[Start Material shown]

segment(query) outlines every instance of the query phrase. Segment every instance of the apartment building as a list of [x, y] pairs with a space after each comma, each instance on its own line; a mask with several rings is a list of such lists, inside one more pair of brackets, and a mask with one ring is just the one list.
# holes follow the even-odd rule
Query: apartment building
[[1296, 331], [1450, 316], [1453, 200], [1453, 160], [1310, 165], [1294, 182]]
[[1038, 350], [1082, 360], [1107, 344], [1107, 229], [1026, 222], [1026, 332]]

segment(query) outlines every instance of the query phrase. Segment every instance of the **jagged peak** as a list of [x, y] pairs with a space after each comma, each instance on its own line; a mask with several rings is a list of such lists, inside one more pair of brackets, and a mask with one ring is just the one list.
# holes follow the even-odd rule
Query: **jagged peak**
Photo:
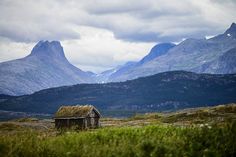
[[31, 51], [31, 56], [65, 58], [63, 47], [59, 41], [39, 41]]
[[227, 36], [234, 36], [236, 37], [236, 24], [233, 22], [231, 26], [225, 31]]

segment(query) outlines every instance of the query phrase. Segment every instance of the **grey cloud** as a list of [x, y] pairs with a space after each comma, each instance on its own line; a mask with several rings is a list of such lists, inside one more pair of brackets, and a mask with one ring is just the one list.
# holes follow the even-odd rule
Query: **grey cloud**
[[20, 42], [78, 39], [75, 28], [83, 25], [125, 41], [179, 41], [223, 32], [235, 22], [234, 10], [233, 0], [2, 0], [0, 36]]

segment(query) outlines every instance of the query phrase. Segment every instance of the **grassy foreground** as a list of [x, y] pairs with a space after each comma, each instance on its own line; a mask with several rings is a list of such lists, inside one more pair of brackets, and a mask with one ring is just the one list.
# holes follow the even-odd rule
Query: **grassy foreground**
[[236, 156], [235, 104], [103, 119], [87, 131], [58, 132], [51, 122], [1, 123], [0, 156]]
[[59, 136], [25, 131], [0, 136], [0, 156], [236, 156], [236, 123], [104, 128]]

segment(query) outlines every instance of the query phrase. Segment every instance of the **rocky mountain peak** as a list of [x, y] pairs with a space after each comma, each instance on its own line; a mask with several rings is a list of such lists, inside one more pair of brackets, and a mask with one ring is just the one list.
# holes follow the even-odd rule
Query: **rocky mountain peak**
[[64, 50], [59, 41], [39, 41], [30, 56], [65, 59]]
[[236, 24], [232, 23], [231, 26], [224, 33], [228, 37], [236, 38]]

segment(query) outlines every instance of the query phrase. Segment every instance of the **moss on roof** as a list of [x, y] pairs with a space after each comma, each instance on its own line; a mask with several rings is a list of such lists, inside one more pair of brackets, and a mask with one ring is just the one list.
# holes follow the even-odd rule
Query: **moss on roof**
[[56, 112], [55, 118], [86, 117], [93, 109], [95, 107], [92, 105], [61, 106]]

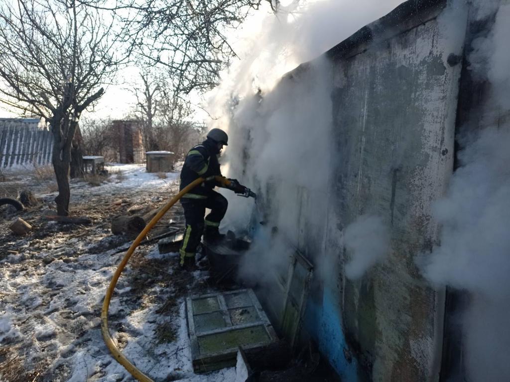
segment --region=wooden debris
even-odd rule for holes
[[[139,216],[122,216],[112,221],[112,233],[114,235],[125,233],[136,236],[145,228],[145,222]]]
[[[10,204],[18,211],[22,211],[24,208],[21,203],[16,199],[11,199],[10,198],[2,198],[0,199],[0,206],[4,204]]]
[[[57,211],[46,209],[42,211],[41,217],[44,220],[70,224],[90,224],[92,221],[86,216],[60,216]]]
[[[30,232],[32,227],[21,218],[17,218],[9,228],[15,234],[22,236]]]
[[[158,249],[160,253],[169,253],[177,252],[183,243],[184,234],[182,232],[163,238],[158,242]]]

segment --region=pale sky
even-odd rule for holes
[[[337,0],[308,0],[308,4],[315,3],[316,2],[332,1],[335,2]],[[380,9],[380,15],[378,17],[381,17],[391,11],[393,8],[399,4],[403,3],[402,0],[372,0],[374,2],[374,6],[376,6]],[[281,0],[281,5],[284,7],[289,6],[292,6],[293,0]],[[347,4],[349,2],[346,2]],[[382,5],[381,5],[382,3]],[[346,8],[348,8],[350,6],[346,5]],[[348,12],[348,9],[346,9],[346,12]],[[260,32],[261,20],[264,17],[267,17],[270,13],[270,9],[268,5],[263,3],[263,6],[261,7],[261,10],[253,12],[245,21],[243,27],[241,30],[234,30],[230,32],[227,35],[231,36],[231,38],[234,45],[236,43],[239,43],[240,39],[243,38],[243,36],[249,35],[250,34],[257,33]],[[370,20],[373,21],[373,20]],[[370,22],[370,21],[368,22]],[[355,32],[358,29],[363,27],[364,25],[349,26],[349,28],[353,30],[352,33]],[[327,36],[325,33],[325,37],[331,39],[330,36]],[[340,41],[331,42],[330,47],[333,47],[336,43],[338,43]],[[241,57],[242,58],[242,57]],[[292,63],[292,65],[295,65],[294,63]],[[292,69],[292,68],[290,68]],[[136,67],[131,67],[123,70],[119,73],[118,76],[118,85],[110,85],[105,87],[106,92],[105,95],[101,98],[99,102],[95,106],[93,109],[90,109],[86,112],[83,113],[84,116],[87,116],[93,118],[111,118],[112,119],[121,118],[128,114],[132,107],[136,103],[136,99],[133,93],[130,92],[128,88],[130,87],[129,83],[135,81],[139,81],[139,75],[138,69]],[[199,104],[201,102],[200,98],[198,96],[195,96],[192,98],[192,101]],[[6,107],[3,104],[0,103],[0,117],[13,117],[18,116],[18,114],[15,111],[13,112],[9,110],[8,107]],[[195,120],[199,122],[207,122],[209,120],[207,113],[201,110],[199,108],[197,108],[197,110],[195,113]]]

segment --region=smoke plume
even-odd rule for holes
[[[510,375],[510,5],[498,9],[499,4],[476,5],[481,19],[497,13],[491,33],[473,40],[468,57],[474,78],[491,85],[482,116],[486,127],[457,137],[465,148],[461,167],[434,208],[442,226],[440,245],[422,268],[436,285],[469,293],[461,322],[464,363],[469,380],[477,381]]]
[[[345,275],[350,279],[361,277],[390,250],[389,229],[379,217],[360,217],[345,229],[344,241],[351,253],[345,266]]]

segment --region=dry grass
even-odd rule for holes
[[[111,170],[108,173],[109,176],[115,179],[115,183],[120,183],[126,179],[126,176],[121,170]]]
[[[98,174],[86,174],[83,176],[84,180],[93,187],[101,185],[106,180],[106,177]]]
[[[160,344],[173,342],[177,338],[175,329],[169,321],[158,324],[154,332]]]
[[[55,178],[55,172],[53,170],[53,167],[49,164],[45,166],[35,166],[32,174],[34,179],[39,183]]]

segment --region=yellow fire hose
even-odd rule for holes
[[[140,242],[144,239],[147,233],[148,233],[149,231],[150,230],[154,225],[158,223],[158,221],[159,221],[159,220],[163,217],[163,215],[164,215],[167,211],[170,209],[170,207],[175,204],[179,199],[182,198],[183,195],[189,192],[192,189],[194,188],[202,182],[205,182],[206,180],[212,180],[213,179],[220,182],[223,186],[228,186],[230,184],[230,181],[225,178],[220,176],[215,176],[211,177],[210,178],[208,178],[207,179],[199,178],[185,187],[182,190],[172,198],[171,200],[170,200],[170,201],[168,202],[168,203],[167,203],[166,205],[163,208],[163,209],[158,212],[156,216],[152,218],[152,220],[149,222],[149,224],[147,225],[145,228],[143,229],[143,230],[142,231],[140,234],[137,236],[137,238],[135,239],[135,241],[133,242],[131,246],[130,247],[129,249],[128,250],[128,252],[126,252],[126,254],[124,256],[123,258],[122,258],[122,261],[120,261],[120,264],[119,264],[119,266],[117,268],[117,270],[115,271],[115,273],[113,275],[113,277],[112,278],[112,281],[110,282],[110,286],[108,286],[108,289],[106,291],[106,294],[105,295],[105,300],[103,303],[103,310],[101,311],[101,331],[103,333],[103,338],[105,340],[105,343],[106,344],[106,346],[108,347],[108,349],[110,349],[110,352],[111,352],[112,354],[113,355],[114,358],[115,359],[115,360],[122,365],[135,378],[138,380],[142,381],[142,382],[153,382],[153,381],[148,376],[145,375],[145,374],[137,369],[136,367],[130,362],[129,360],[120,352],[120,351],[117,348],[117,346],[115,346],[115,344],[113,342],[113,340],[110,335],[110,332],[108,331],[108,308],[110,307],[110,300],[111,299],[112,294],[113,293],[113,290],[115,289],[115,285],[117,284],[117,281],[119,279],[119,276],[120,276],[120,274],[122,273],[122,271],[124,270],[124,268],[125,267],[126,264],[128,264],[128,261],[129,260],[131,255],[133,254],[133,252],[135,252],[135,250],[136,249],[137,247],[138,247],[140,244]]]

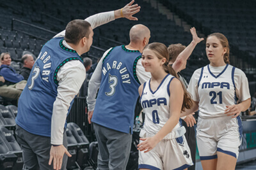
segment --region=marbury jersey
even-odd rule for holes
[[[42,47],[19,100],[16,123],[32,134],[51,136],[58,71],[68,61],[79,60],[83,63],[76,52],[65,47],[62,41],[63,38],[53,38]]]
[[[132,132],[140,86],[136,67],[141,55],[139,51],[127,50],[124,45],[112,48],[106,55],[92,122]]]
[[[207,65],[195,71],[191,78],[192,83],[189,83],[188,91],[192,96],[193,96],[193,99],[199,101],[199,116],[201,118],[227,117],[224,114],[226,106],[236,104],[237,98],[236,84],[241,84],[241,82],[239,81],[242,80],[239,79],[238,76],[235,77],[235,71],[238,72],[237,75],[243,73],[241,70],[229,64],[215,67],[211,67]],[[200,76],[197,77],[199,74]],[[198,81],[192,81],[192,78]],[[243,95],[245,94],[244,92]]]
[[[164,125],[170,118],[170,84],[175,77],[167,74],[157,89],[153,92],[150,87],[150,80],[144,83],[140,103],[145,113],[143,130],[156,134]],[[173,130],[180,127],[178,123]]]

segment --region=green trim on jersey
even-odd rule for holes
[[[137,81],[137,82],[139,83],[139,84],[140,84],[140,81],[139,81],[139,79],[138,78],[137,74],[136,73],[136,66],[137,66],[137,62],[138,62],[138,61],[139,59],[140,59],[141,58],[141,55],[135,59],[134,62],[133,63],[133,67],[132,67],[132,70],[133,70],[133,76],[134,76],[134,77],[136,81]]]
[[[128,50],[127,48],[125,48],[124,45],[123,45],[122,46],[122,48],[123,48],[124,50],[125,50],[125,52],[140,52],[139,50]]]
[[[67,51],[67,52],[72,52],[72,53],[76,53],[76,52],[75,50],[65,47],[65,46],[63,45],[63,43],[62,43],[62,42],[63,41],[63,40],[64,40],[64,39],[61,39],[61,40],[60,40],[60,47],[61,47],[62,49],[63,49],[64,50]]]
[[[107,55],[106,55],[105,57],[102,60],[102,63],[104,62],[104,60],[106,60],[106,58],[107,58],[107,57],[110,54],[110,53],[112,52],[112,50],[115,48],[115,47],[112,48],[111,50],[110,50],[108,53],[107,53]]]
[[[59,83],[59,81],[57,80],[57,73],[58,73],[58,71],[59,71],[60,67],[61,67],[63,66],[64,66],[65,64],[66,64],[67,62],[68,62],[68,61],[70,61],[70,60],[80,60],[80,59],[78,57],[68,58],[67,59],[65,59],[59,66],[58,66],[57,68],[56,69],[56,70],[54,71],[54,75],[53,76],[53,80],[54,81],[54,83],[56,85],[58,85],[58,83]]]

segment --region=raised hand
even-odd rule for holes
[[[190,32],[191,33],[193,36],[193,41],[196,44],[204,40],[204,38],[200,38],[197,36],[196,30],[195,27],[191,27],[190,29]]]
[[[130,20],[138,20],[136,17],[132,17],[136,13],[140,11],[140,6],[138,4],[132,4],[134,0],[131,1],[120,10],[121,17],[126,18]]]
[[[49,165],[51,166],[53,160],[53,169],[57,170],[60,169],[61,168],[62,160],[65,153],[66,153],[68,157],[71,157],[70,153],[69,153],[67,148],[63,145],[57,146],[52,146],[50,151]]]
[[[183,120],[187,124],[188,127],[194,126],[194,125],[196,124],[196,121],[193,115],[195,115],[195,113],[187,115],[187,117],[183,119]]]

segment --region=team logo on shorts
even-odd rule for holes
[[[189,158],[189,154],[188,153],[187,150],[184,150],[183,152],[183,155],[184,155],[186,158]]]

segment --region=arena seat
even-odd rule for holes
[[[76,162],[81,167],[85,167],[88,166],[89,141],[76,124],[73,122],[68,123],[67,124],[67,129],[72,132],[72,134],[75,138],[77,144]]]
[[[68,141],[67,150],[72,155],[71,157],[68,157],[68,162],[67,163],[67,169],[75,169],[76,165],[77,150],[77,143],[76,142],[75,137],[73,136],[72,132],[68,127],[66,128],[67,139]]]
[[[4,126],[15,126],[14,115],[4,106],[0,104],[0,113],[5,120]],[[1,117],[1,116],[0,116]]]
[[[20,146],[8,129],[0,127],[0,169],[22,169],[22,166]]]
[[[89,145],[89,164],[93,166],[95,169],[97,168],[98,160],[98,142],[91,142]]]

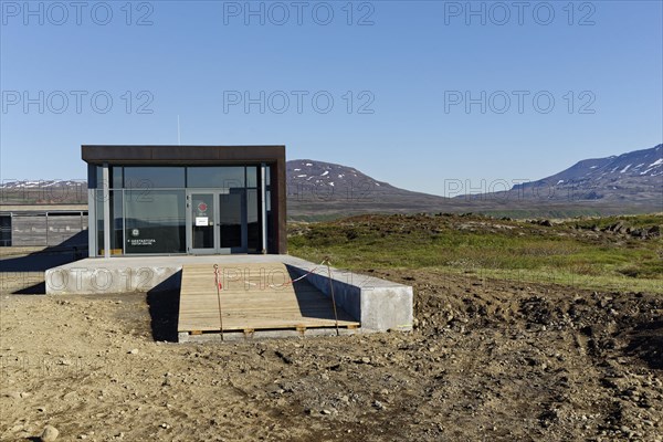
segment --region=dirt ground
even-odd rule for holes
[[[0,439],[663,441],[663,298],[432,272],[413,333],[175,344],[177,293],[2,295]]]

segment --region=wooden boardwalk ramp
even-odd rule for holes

[End Material shown]

**Given task:** Reproduce the material verbatim from its first line through the line containing "26], [225, 31]]", including both of those lines. Omit the pictures.

**Result of this exercise:**
segment(query) outlines every instance of the query phrase. Segment every instance of the apartment building as a list of [x, y] pairs with a space after each comma, each instance on its own line; a mask with several rings is a list of such lists, inside one more pair of brackets, and a mask with one ring is just the one list.
# holes follow the even-odd rule
Query: apartment building
[[1296, 331], [1450, 316], [1453, 200], [1453, 160], [1310, 165], [1294, 182]]
[[1038, 350], [1082, 360], [1107, 344], [1107, 229], [1026, 222], [1026, 332]]

segment(query) outlines every instance of the query phrase. Segment every instance of the **jagged peak** as a list of [x, y] pairs with a space after each comma, each instance on its own line; a mask with several rings is a list of such lists, inside one more pair of brackets, and a mask with one ring is just the one list.
# holes follow the even-odd rule
Query: **jagged peak**
Photo:
[[31, 51], [31, 56], [65, 58], [63, 47], [59, 41], [39, 41]]
[[227, 36], [234, 36], [236, 37], [236, 24], [233, 22], [231, 26], [225, 31]]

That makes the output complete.